• [INSTRUCTIONS FOR THE TASK]
Print exactly, and only, the lines running from the line containing "A point falls on each instance of the green leaf" through the end of the records below.

• [DATA TO PROCESS]
******************************

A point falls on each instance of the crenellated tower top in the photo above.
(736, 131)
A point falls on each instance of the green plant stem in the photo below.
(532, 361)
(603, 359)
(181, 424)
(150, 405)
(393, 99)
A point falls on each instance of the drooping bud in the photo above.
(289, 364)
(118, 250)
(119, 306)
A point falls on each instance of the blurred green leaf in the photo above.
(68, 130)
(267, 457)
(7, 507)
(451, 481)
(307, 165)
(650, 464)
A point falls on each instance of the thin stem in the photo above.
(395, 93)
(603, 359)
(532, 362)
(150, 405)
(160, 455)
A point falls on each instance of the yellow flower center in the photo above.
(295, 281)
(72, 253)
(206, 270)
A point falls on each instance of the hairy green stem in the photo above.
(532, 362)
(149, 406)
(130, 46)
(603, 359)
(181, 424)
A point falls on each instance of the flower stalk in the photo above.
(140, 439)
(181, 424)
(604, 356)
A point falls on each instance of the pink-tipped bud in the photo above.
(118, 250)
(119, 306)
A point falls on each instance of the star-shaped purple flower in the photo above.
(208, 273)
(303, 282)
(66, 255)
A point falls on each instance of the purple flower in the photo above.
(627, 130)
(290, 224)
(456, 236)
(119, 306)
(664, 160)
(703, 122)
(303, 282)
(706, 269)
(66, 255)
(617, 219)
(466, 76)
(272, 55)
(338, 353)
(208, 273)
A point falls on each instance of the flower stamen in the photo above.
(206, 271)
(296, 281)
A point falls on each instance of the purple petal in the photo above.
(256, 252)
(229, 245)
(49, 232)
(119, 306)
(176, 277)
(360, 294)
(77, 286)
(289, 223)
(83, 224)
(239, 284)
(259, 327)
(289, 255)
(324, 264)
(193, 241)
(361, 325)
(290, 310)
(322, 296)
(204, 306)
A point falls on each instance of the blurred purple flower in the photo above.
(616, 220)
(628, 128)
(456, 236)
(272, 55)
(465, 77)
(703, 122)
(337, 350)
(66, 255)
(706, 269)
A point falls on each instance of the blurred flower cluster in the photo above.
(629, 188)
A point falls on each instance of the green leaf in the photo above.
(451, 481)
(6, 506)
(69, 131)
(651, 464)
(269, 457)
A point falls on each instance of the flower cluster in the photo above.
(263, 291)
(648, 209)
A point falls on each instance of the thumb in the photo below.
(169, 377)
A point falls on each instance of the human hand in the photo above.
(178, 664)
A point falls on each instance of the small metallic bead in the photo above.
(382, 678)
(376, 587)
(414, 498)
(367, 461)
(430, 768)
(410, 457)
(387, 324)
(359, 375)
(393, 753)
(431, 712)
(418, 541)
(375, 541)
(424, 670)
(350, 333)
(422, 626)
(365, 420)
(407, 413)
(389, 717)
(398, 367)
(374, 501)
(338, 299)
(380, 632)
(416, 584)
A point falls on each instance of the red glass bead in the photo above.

******************************

• [RESULT OF THIS TASK]
A point falls on each instance of the green leaf in the photo above.
(451, 481)
(6, 506)
(69, 131)
(651, 464)
(269, 457)
A point falls on each instance of the flower cluster in the photo above.
(263, 291)
(648, 209)
A point falls on each instance of the thumb in the photo below.
(169, 377)
A point falls on each instance of the human hand in the photo above.
(178, 664)
A point falls on each instance of the small metallic bead in the photo above.
(382, 678)
(376, 587)
(414, 498)
(367, 461)
(430, 768)
(410, 457)
(387, 324)
(359, 375)
(393, 753)
(431, 712)
(418, 541)
(375, 541)
(424, 670)
(350, 333)
(422, 626)
(365, 420)
(407, 413)
(389, 717)
(398, 367)
(374, 501)
(338, 299)
(380, 632)
(416, 584)
A point falls on each instance of the red glass bead in the photo above.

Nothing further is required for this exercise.